[SUPPLIED MATERIAL — start]

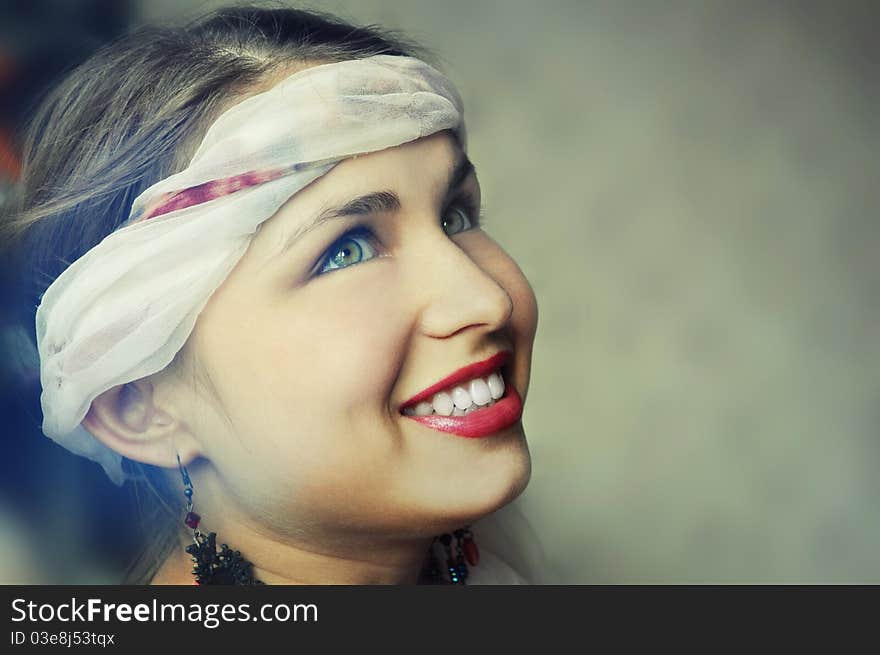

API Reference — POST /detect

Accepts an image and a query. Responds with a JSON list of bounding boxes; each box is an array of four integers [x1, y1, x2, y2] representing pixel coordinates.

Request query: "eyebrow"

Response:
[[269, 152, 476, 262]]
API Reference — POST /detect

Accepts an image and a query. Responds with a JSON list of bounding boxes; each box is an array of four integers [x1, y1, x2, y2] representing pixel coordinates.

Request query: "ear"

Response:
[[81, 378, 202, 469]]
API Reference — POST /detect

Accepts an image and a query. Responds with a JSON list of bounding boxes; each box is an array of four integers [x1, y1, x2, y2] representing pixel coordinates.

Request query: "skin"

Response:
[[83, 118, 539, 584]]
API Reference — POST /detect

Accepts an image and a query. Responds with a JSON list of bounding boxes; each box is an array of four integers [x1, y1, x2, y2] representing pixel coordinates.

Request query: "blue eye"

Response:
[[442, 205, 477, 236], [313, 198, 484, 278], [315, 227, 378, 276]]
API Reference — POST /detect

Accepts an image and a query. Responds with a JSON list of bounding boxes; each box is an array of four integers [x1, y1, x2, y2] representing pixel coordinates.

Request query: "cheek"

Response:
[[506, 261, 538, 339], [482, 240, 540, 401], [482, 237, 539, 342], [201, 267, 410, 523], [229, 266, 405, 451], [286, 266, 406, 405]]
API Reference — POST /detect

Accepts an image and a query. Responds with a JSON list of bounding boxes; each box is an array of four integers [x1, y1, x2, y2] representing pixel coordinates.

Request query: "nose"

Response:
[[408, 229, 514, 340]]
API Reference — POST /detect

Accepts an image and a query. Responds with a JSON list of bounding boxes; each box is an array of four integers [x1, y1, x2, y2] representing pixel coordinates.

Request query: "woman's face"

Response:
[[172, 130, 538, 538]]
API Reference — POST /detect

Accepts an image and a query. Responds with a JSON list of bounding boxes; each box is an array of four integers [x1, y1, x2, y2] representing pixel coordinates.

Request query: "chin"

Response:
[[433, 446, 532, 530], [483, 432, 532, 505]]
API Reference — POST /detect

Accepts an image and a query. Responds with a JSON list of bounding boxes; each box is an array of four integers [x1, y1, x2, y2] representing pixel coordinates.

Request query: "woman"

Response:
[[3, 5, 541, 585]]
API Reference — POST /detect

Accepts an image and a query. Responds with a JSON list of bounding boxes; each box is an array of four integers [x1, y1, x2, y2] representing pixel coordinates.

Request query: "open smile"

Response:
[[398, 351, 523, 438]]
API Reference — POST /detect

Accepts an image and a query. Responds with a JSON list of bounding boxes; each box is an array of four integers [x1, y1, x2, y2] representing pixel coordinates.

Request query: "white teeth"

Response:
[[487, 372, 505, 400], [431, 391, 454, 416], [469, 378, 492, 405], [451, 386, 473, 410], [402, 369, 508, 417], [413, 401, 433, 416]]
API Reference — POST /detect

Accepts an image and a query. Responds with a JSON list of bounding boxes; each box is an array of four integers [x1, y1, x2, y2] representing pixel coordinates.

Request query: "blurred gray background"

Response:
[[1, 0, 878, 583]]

[SUPPLIED MATERIAL — finish]

#### [REQUIRED WORK]
This calls for each record above to be set down exactly, with the images skipped.

#### [WORKED SOLUTION]
API Reference — POST /detect

Accepts an image and a query. Responds with a JSON list of bounding boxes; each box is an array of four integers [x1, y1, x2, y2] representing pixel coordinates.

Request query: "eyebrow"

Response:
[[269, 152, 476, 262]]
API Reference — POST /detect

Accepts an image and a query. Responds with a JSON list of bounding boxes; each box is an array of four integers [x1, y1, x2, y2] representing pixel coordinates.

Request query: "ear"

Response:
[[81, 378, 202, 469]]
API Reference — POST /detect

Accepts an image and a query. Responds with a JSON list of bounding boxes; each box is an array of four integers [x1, y1, x2, y2] representing pixel coordinates.

Request query: "skin"

Response:
[[83, 118, 539, 584]]
API Reference — POST /detect

Accepts an image and a query. Responds with a JSON list of bounding boxes; each box is an array of four integers [x1, y1, x2, y2] representing pixel coordinates.

Request query: "blue eye"

Response:
[[442, 205, 477, 236], [313, 198, 484, 278], [315, 227, 378, 276]]
API Reference — POST /detect

Accepts an image and a query. Responds with a JSON list of bounding boxes; each box is an array of four integers [x1, y1, x2, y2] representing pixel coordinates.

Request query: "cheek"

Response:
[[506, 261, 538, 339], [482, 240, 540, 401], [482, 237, 539, 342], [201, 267, 410, 523], [229, 266, 405, 451], [286, 266, 406, 405]]
API Reference — POST /detect

Accepts an image and a query. Responds with a JSON list of bounding boxes; each box is an array of four integers [x1, y1, x2, y2] representing pixel coordinates.

Request query: "nose"

Response:
[[408, 229, 514, 340]]
API Reference — POST /detect

Accepts an image and a query. Responds with a JSON list of bounding boxes; each box is an array of four integers [x1, y1, x2, y2] representing pixel coordinates.

Request query: "woman's face"

Response:
[[172, 130, 538, 538]]
API Reference — POST /detect

Accepts an image and a query. Responds with a JSON list of bounding boxes; each box is an array of four integers [x1, y1, x2, y2] representing pixel coordinates.

Request query: "chin"

Response:
[[433, 446, 532, 530], [483, 432, 532, 505]]
API Reference — POST /detect

Accepts an image and a query. Responds with a JSON list of bounding boxes; each box is an array of four integers [x1, y1, x2, y2] representing pixel coordinates.

Request query: "woman"

Response:
[[3, 5, 541, 585]]
API Reference — POST /detect

Accepts an image and a query. Responds with a JSON list of bounding boxes; each box is an array of four integers [x1, y1, x2, y2] representing pixel coordinates.

Request query: "open smile"

Response:
[[398, 351, 523, 438]]
API Reference — POST /detect

Accepts an image and a query. Responds with a JSON list of bounding boxes; each box is an array of four integers [x1, y1, x2, y2] representing pixel coordinates.

Request query: "white teeth"

Response:
[[487, 372, 505, 400], [431, 391, 454, 416], [469, 378, 492, 405], [451, 386, 473, 410], [402, 369, 508, 417], [413, 401, 433, 416]]
API Reference — POST /detect

Accepts an image and a query. Responds with a JSON list of bounding boxes; each box is an array of four integers [x1, y1, x2, y2] representing pixel coordinates.

Request query: "blurred gray background"

Response:
[[1, 0, 878, 583]]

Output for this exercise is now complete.